TASK GOAL
Rewrite every entry below, replacing "place one point" with "put a single point" and leaving everything else unchanged.

TASK DATA
..............................

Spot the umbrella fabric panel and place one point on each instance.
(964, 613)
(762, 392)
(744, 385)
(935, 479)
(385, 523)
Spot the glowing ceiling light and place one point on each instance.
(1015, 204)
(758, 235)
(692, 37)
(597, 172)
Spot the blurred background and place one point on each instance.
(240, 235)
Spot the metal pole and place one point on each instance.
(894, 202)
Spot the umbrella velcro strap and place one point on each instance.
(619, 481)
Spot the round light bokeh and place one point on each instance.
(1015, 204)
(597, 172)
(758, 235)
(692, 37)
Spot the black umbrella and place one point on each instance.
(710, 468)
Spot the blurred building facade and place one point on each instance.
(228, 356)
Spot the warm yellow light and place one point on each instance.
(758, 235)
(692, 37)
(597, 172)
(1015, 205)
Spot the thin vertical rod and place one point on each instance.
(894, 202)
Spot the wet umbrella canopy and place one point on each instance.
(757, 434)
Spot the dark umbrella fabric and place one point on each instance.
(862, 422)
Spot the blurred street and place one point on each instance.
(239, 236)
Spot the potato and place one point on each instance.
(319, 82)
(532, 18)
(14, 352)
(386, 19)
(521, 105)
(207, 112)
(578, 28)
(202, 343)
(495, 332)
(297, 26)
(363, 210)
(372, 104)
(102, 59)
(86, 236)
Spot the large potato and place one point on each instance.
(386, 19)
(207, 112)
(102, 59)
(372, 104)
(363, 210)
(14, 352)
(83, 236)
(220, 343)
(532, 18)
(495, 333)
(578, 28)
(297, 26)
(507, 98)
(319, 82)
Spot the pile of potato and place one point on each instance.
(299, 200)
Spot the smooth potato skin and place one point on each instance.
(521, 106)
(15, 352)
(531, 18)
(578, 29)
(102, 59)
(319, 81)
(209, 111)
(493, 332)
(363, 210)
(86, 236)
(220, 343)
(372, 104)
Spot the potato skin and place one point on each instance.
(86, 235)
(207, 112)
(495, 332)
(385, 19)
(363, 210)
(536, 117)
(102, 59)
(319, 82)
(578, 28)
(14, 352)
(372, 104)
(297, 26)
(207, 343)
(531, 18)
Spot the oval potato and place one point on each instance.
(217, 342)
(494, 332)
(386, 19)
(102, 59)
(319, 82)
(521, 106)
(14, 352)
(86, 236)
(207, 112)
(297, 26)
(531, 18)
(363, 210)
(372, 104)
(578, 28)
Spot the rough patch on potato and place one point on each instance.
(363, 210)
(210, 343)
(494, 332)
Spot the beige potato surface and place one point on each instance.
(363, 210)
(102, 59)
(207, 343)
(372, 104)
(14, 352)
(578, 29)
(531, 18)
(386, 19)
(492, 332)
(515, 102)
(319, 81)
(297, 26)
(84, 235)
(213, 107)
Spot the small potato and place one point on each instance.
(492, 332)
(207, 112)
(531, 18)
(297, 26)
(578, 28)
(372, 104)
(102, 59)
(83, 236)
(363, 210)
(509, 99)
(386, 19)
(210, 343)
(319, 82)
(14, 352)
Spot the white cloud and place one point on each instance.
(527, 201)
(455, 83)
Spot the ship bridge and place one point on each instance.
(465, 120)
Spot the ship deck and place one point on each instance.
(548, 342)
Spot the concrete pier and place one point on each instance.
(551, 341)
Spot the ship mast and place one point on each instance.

..............................

EXERCISE ANSWER
Spot the umbrella fabric panel and put a single point on each instance.
(964, 613)
(762, 392)
(744, 385)
(935, 479)
(385, 523)
Spot the glowing ceiling light and put a single point on each instance.
(1015, 204)
(758, 235)
(692, 37)
(597, 172)
Spot the blurred background and put a single point on each instance.
(240, 235)
Spot the metal pole and put a single point on each instance.
(894, 202)
Spot the umbrella velcro strap and put a single point on each instance.
(619, 481)
Spot the round light bokeh and put a single point on each instance.
(1015, 204)
(597, 172)
(758, 235)
(692, 37)
Spot the black umbrella and put a single point on each instance.
(710, 468)
Spot the blurred building facade and put a single point on each instance.
(228, 356)
Spot the warm yellow light and put a single point on each instance.
(758, 235)
(692, 37)
(597, 172)
(1015, 205)
Spot the thin vertical rod and put a single point on each instance.
(894, 202)
Spot the wet umbrella canopy and put a single point on each instance.
(757, 434)
Spot the dark umbrella fabric and put a single point on each instance.
(862, 422)
Spot the blurred street and put a single point on each instance.
(239, 236)
Spot the potato and put a single point on each instance.
(319, 82)
(532, 18)
(14, 352)
(386, 19)
(521, 105)
(207, 112)
(578, 28)
(202, 343)
(495, 332)
(297, 26)
(363, 210)
(372, 104)
(102, 59)
(86, 236)
Spot the large potato and put a single point on each instance.
(386, 19)
(207, 112)
(102, 59)
(372, 104)
(363, 210)
(14, 352)
(83, 236)
(220, 343)
(532, 18)
(495, 333)
(578, 28)
(297, 26)
(507, 98)
(319, 82)
Spot the pile of potato and put a single point on each instance.
(299, 200)
Spot the smooth potato skin and put a single point on each instance.
(521, 106)
(15, 352)
(531, 18)
(578, 29)
(102, 59)
(319, 81)
(209, 111)
(493, 332)
(363, 210)
(86, 236)
(220, 343)
(372, 104)
Spot the potato skin and put a single point on each instance.
(86, 235)
(207, 112)
(495, 332)
(385, 19)
(363, 210)
(536, 117)
(102, 59)
(319, 82)
(578, 28)
(14, 352)
(372, 104)
(297, 26)
(207, 343)
(531, 18)
Spot the oval potato and put a single point on each instance.
(217, 342)
(494, 332)
(386, 19)
(102, 59)
(319, 82)
(521, 106)
(14, 352)
(86, 236)
(207, 112)
(297, 26)
(531, 18)
(363, 210)
(372, 104)
(578, 28)
Spot the rough patch on potato and put a single point on each instance.
(363, 210)
(210, 343)
(494, 332)
Spot the beige potato surface and put a single point on each instance.
(363, 210)
(102, 59)
(207, 343)
(372, 104)
(14, 352)
(578, 29)
(531, 18)
(386, 19)
(492, 332)
(515, 102)
(319, 81)
(297, 26)
(84, 235)
(213, 107)
Spot the small potato and put a single point on each instance.
(492, 332)
(207, 112)
(531, 18)
(297, 26)
(578, 28)
(372, 104)
(102, 59)
(83, 236)
(363, 210)
(509, 99)
(386, 19)
(210, 343)
(319, 82)
(14, 352)
Spot the white cloud and put a single point on each instance.
(527, 201)
(455, 83)
Spot the ship bridge and put a single point on each instance.
(465, 120)
Spot the ship deck and put a single point on each instance.
(548, 342)
Spot the concrete pier and put a single point on each instance.
(551, 341)
Spot the ship mast and put a single point on each instance.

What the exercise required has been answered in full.